* **Set problem**
Extract the full set of records that follows, word for word.

[Items from a data source]
##############################

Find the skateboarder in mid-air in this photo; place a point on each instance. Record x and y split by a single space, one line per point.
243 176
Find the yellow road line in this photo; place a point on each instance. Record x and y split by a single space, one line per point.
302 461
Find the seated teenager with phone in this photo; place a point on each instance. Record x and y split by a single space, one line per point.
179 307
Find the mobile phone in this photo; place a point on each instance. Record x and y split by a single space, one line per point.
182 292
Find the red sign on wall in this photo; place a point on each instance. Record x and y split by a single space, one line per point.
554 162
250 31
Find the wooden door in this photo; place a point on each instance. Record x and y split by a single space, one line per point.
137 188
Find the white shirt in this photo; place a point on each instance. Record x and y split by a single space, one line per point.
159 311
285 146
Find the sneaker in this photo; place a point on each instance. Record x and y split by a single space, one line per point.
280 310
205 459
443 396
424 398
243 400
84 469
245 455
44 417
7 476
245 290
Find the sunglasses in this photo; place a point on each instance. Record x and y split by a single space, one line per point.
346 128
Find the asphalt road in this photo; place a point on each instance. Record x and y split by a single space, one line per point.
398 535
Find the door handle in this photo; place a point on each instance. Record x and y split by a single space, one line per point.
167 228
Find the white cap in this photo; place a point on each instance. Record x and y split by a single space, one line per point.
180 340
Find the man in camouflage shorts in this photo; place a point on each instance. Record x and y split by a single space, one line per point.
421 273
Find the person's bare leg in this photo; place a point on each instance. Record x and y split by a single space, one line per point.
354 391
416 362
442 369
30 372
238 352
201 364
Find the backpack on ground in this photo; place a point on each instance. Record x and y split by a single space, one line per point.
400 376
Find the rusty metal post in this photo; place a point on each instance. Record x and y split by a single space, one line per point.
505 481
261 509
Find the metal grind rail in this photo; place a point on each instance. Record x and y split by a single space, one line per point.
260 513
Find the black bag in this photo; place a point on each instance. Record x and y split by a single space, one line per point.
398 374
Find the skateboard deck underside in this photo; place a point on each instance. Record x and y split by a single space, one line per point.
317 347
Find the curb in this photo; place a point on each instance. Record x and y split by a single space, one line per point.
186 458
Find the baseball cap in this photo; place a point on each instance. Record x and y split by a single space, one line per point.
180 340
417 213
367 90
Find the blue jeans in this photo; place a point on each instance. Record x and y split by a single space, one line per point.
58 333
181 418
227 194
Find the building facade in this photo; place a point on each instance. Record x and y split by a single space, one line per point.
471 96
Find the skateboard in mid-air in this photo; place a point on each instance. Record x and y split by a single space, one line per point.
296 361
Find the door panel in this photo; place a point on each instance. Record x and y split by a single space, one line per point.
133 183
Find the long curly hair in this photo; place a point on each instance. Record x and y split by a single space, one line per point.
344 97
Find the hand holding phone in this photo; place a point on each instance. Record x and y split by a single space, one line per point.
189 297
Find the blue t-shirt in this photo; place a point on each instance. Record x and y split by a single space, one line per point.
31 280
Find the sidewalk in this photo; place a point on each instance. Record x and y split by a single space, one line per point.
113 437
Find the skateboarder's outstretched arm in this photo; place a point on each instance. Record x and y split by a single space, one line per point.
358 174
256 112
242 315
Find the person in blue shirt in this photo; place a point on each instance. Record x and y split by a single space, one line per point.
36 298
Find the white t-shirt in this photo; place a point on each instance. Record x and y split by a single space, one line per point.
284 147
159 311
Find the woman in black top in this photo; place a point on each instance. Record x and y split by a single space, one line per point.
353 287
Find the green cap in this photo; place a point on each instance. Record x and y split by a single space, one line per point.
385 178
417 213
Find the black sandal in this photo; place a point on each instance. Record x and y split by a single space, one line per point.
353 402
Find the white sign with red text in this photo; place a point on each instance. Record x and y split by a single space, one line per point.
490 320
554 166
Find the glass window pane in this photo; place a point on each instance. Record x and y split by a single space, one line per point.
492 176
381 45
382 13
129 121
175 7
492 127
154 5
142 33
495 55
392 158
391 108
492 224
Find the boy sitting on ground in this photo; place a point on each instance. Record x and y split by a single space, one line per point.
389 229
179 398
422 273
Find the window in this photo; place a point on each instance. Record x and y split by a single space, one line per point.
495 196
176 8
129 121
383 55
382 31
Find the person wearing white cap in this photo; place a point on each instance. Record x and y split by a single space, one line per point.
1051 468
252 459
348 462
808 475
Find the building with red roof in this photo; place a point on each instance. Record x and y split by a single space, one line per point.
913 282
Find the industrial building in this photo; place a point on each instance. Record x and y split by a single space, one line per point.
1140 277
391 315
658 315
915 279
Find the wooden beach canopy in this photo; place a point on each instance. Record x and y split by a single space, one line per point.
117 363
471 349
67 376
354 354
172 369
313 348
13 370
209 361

##############################

* **Task result**
Find the skateboarder in mid-air in this photo; place a point on each instance. Record x and y split by a single space, one line per point.
243 176
Find the yellow road line in this photo; place a point on each instance. Record x and y split by a single space, one line per point.
302 461
Find the seated teenager with phone in this photo; place a point on each instance. Record x and y split by a single space, one line per point.
179 307
Find the mobile phone in this photo; place a point on each instance. Record x and y split by a single space, one line per point.
182 292
Find the red sign on wall in this photo; place a point on each instance. Record x and y split by a single space, one line per point.
554 162
250 31
Find the wooden door in this photo; place a point on each instance. Record x and y split by a single space, one line per point.
137 188
Find the white shirt in this photo; place a point on each instance. Record x and y split by a single space, one line per point.
159 311
285 146
Find the sneaker in this photo; place a point on each instance. Record x and y split by a single space, one line per point.
280 310
205 459
443 396
424 398
243 400
84 469
245 455
44 417
7 476
245 290
Find the sunglasses in this photo; place a point on each instance. Record x and y split by a single space, one line per point.
346 128
Find the asphalt road in this photo; place a point on each instance. Record x and y split by a single space, one line per point.
398 535
Find the door handle in this photo; place a point on each instance. Record x and y split by a single space, one line per point.
167 228
Find the white cap in this photo; place a point on each instance. Record x and y split by a single space, one line per point.
180 340
Find the man in camouflage shorts in this photo; place a point on each instance. Record x and y split by a single space, one line per point.
421 273
Find the person's bare leg in this photo; place a point on each instance. Record x and y split by a single space, one line per point.
354 391
416 362
442 369
30 372
238 352
201 364
Find the backpack on ground in this photo; place a point on each instance. Record x and y split by a single space, one line per point.
400 376
Find the rusty metal post in this photo; place a point on each instance. Record x and y split by a single space, one line per point.
505 481
261 509
Find the metal grind rail in this photo; place a point on each instance. Record x and y split by a single space, one line per point.
260 513
Find the black bag in this photo; place a point on each instance. Record x and y split by a single space, one line per point.
398 374
Find the skateboard deck underside in this photo; place a point on each instance. Record x and y split by a single space, one line per point.
317 347
Find the curb in this photo; place a point on each instance. Record x and y split by a single space, one line per point.
186 458
Find the baseball cap in this photo; place a point on each instance. Record x and y split by a single space, one line per point.
180 340
417 213
367 90
Find the blue jeans in this photo; place a point on each instance. Record x and y split by a single space, one line per point.
58 333
181 418
227 194
Find the building facade in this photo; place a point on each instance. Record x and y split by a single space, one line per point.
471 96
Find the skateboard in mid-air in this photo; place a point on each instance. Record x and y split by a single space, one line per point.
296 361
Find the door panel in this photo; place a point on each instance. Record x and y split by a single space, one line per point.
133 183
Find the long curly hair in this photo; place a point on each instance. Record x and y split by a single space, one line per point.
344 97
Find the hand holding phone in this photo; place a point on each instance. Record x and y split by a single space, one line per point.
189 297
Find the blue t-shirt in this photo; place a point on each instance. Record x and y split by a single space, one line per point.
31 280
Find the sidewalk in this photo; place a point on each instance. Record x and y split by a single space, one line per point.
113 437
Find the skateboarder's outstretched arm in this photo; place a point on each instance. Record x and y split by a single space, one line per point.
358 174
256 112
242 315
Find the person in blue shirt in this photo; place a point on each instance. Record x and y split by a single space, one line per point.
36 298
Find the white t-shirt in this photo; place a point on each instance. Record x and y split by a single space, one line per point.
284 147
159 311
Find the woman in black top in this photo; place a point on each instance. Record x and y split by a single space, one line per point.
353 287
Find the green cap in this photo; place a point on each instance. Record x and y split by a single space, one line per point.
385 178
417 213
Find the black sandal in this photo; place a point on each instance. Record x and y split by a single space, one line per point.
353 402
Find the white sign with red text in this photo; place a point on each instance. Record x and y split by a single space, one line per point.
490 320
554 166
Find the glass window pane in this photo; place a point on each instance. Record x and y split by a single space, one line per point.
492 176
381 45
382 13
129 121
175 7
492 127
154 5
142 33
495 55
392 158
391 108
492 224
Find the boy sitting on ground in this photo; place a point on each instance. Record x and y split by a single space, one line per point.
389 229
179 398
422 273
Find the window in this photo; place a point on each instance. Record x and y split by a single space, one line per point.
495 196
176 8
129 121
383 55
382 31
Find the person wearing white cap in this photo; place a point on each instance. Record x and y split by a single space, one line per point.
1051 468
252 459
348 462
808 475
Find the building with red roof in this photo; place a point on each instance. Record x and y split by a single space, one line per point.
913 282
Find the industrial building in this photo; place a point on each instance. Record x and y split by a single space, one line per point.
1140 277
391 315
658 315
915 279
Find the wooden beach canopy in this photo; place a point on each instance. Record x and y split by a single space, one line per point.
117 363
471 349
67 376
354 354
172 369
313 348
13 370
209 361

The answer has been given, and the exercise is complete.